--- BEGIN Supplied records ---
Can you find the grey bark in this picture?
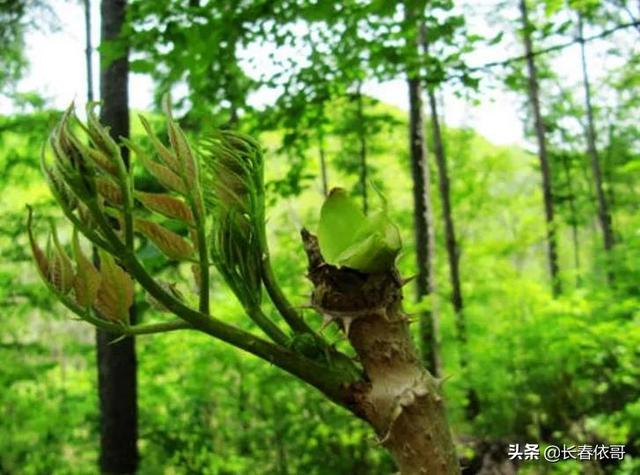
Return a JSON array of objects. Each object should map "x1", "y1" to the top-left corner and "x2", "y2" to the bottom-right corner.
[
  {"x1": 578, "y1": 14, "x2": 615, "y2": 268},
  {"x1": 520, "y1": 0, "x2": 562, "y2": 296},
  {"x1": 96, "y1": 0, "x2": 138, "y2": 474}
]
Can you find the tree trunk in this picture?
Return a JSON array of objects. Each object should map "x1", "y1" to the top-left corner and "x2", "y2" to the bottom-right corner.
[
  {"x1": 422, "y1": 71, "x2": 480, "y2": 419},
  {"x1": 520, "y1": 0, "x2": 562, "y2": 296},
  {"x1": 318, "y1": 130, "x2": 329, "y2": 196},
  {"x1": 84, "y1": 0, "x2": 94, "y2": 102},
  {"x1": 356, "y1": 82, "x2": 369, "y2": 214},
  {"x1": 303, "y1": 231, "x2": 460, "y2": 475},
  {"x1": 96, "y1": 0, "x2": 138, "y2": 474},
  {"x1": 578, "y1": 14, "x2": 614, "y2": 272},
  {"x1": 406, "y1": 2, "x2": 441, "y2": 376}
]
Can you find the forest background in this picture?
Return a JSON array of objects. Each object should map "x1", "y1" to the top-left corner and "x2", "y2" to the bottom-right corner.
[{"x1": 0, "y1": 0, "x2": 640, "y2": 474}]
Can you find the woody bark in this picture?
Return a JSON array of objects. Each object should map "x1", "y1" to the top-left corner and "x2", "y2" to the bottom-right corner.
[{"x1": 303, "y1": 231, "x2": 460, "y2": 475}]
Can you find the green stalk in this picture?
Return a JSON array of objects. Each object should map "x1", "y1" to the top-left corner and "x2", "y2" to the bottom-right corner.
[
  {"x1": 245, "y1": 306, "x2": 289, "y2": 346},
  {"x1": 87, "y1": 200, "x2": 357, "y2": 405}
]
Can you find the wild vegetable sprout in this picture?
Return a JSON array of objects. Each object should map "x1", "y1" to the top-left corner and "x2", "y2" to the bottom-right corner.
[{"x1": 28, "y1": 105, "x2": 458, "y2": 474}]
--- END Supplied records ---
Reproduce all of the records above word for word, and omit the pictures.

Can you find the grey bark in this picture?
Return a JSON array of objects. Each object should map "x1", "y1" to the top-left corner and "x2", "y2" to the bottom-right corner.
[
  {"x1": 578, "y1": 14, "x2": 615, "y2": 268},
  {"x1": 520, "y1": 0, "x2": 562, "y2": 296},
  {"x1": 96, "y1": 0, "x2": 138, "y2": 474}
]
Can you find the tree trunk in this picture?
Return a JSON array of objects. Each object should map "x1", "y1" to the top-left corner and "x2", "y2" to the bottom-right corner.
[
  {"x1": 422, "y1": 71, "x2": 480, "y2": 419},
  {"x1": 520, "y1": 0, "x2": 562, "y2": 296},
  {"x1": 318, "y1": 130, "x2": 329, "y2": 196},
  {"x1": 84, "y1": 0, "x2": 94, "y2": 102},
  {"x1": 356, "y1": 82, "x2": 369, "y2": 214},
  {"x1": 303, "y1": 231, "x2": 460, "y2": 475},
  {"x1": 96, "y1": 0, "x2": 138, "y2": 474},
  {"x1": 578, "y1": 14, "x2": 614, "y2": 272},
  {"x1": 406, "y1": 2, "x2": 441, "y2": 376}
]
Can you find the forest background in this picture?
Return a JSON array of objects. Each object should map "x1", "y1" to the top-left corner and "x2", "y2" to the bottom-right corner.
[{"x1": 0, "y1": 0, "x2": 640, "y2": 474}]
Can you find the woody bark in this picture?
Return a JSON array of objects. Each object should map "x1", "y1" to the top-left corner and "x2", "y2" to the bottom-right corner.
[{"x1": 303, "y1": 231, "x2": 460, "y2": 475}]
Can you find the green stalk in this picture?
Return a JSON array of objects. Each object should map "x1", "y1" to the top-left corner and "x2", "y2" to the bottom-right corner.
[
  {"x1": 245, "y1": 306, "x2": 289, "y2": 346},
  {"x1": 87, "y1": 200, "x2": 357, "y2": 405}
]
Can you find the wild vegetable sprout in this picture?
Return a JSON array of objects. Each object should map "x1", "y1" to the top-left corner and "x2", "y2" to the bottom-right corner.
[{"x1": 28, "y1": 105, "x2": 458, "y2": 474}]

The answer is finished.